==== EXCERPTED PASSAGE ====

MLB in Omaha
|  | 1 | 2 | 3 | 4 | 5 | 6 | 7 | 8 | 9 | R | H | E |
| Detroit Tigers | 0 | 0 | 0 | 0 | 0 | 0 | 1 | 1 | 1 | 3 | 7 | 1 |
| Kansas City Royals | 0 | 2 | 0 | 3 | 1 | 1 | 0 | 0 | × | 7 | 10 | 1 |
- Date: June 13, 2019
- Venue: Charles Schwab Field Omaha
- City: Omaha, Nebraska
- Managers: Ron Gardenhire (Detroit Tigers); Ned Yost (Kansas City Royals);
- Umpires: HP: Alan Porter 1B: Joe West 2B: John Libka 3B: Eric Cooper
- Attendance: 25,454
- Time of game: 7:08 PM CDT
- Ceremonial first pitch: 8 players from the final 8 schools in the 2019 College World Series
- Television: ESPN
- TV announcers: Karl Ravech (play-by-play) Eduardo Pérez (analyst) Kyle Peterson (analyst)

==== GIVEN DATA ====

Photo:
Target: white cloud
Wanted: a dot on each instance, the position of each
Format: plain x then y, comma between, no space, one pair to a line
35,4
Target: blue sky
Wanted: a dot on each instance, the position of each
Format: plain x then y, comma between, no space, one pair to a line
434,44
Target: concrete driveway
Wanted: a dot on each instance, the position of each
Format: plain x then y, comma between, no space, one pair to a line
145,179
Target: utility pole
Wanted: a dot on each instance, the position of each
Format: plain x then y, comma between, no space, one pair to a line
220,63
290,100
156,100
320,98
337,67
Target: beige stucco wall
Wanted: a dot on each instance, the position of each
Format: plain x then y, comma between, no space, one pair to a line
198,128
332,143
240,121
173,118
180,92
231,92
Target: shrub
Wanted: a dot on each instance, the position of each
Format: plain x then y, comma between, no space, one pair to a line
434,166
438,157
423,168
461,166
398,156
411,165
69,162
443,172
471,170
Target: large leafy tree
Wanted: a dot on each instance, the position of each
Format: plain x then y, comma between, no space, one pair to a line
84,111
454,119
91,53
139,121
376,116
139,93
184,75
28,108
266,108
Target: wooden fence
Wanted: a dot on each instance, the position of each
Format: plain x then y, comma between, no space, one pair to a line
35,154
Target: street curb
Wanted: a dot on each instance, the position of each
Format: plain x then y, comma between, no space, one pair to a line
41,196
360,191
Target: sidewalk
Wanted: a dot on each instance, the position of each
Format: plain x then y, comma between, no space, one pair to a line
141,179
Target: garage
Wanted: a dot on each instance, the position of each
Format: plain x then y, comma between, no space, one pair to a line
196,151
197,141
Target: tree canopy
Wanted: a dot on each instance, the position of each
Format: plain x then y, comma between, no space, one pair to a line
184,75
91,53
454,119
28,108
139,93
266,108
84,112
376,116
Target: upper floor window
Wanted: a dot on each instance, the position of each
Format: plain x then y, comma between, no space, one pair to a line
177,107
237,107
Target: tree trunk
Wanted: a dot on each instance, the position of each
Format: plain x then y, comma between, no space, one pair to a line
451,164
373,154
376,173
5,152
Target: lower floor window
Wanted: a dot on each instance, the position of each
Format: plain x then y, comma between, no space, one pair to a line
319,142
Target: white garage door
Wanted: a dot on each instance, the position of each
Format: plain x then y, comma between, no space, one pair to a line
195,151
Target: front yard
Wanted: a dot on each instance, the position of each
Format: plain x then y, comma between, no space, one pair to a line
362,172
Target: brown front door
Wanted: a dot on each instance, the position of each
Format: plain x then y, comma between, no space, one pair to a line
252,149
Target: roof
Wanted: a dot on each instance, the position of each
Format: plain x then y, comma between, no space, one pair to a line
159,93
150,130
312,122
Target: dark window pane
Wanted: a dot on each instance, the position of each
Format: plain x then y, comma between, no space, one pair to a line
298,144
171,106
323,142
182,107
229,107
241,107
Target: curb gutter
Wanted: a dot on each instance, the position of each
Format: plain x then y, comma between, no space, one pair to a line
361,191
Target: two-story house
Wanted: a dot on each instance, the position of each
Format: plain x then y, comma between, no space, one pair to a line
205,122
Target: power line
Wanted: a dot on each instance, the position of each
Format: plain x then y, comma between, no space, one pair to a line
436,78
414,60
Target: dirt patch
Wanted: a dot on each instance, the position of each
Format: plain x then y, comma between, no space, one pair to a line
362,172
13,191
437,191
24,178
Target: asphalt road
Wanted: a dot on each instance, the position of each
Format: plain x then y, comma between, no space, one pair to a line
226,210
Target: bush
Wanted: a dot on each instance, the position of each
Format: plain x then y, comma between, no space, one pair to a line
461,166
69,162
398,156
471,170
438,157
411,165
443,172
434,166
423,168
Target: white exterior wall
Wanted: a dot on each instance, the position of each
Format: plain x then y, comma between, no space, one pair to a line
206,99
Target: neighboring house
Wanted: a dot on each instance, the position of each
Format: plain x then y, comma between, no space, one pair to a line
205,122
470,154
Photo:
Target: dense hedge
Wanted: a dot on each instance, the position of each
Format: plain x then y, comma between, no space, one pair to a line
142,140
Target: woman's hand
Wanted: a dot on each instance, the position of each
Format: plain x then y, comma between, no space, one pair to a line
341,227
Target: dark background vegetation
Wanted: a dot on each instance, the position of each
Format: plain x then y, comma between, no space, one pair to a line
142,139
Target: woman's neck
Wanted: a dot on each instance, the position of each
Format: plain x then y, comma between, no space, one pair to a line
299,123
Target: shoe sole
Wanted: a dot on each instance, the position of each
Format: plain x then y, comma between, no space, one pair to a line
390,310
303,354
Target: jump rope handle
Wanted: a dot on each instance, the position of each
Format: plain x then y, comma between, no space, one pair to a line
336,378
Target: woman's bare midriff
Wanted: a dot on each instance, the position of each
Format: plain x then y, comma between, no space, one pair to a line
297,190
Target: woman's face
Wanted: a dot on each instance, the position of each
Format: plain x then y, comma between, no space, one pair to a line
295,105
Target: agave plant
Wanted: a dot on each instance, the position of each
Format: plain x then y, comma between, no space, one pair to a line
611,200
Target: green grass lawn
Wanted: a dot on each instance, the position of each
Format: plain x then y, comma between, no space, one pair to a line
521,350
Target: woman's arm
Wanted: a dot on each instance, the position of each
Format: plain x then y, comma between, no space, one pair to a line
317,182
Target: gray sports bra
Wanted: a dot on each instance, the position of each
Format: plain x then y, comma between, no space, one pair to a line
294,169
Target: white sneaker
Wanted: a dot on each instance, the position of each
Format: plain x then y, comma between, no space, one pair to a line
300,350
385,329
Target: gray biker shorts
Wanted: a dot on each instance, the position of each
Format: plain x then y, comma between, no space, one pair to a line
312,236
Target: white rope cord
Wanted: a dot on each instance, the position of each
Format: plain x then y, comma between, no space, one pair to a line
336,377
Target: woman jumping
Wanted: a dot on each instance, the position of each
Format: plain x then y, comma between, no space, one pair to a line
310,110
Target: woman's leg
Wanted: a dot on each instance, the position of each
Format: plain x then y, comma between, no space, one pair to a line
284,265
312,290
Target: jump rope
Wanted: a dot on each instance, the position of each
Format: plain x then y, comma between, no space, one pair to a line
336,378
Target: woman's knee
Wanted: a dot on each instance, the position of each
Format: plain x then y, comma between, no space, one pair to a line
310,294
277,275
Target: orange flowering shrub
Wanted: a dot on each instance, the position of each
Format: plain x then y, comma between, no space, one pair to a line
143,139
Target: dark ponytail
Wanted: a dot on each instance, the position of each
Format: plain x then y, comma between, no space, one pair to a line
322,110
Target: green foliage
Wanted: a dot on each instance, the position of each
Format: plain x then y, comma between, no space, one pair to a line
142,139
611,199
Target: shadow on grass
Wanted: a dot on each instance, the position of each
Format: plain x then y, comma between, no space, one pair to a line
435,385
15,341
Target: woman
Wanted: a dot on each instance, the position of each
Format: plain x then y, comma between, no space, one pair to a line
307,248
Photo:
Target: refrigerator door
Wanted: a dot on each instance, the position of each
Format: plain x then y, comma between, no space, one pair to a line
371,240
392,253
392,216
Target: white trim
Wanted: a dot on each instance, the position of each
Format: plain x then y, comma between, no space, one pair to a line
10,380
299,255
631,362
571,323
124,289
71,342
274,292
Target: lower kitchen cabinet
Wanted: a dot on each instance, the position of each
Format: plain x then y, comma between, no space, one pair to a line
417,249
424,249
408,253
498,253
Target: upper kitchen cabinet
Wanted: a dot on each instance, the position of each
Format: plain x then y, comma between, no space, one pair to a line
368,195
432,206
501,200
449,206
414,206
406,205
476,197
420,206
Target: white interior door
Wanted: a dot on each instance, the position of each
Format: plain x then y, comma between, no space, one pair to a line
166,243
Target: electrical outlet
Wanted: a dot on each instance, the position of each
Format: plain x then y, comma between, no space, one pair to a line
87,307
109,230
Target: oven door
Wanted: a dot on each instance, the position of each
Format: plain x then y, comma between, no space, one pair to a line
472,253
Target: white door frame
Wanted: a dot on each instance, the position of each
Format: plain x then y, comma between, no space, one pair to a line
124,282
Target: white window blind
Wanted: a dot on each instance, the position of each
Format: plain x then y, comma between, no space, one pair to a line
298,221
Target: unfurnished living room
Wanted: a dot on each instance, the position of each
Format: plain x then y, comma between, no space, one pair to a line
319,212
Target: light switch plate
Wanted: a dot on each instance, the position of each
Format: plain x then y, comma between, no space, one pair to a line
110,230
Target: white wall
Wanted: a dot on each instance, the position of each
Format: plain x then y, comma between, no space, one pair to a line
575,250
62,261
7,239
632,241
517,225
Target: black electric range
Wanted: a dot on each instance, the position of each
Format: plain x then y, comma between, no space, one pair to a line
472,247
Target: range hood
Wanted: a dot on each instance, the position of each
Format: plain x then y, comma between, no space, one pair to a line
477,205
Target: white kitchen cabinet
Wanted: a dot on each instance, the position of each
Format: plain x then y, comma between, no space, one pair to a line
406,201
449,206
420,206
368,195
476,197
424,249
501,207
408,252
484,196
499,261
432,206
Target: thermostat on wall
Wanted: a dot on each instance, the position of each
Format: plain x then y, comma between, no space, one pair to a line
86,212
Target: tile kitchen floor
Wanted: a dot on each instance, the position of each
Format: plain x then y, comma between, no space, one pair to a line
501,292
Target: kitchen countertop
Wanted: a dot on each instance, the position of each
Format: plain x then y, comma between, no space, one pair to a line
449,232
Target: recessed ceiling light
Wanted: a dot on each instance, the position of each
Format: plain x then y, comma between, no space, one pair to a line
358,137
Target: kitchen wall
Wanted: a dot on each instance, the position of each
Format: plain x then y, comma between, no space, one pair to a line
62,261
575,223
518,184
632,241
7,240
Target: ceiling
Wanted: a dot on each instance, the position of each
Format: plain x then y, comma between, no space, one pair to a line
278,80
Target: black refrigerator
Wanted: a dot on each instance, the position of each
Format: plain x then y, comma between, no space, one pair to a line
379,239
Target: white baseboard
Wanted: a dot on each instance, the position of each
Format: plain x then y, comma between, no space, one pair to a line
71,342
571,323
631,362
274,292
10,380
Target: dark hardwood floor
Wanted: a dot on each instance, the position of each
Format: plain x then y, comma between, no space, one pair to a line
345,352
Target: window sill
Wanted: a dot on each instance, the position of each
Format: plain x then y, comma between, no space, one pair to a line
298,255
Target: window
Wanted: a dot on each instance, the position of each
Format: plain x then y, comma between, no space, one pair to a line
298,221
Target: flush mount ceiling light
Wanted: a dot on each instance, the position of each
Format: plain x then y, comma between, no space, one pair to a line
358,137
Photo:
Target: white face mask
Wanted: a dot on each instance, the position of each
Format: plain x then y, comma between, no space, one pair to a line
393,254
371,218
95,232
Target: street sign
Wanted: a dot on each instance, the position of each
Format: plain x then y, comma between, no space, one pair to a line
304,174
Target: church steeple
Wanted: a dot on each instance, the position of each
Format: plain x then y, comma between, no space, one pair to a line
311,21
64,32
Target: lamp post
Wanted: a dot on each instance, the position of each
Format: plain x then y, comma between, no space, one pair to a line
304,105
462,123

====

WHAT TO DO:
Answer these questions from the MLB in Omaha text.
(a) How many runs did the Kansas City Royals score in the fourth inning?
(b) Who was the home plate umpire?
(c) What was the attendance?

SOLUTION TO THE EXERCISE:
(a) 3
(b) Alan Porter
(c) 25,454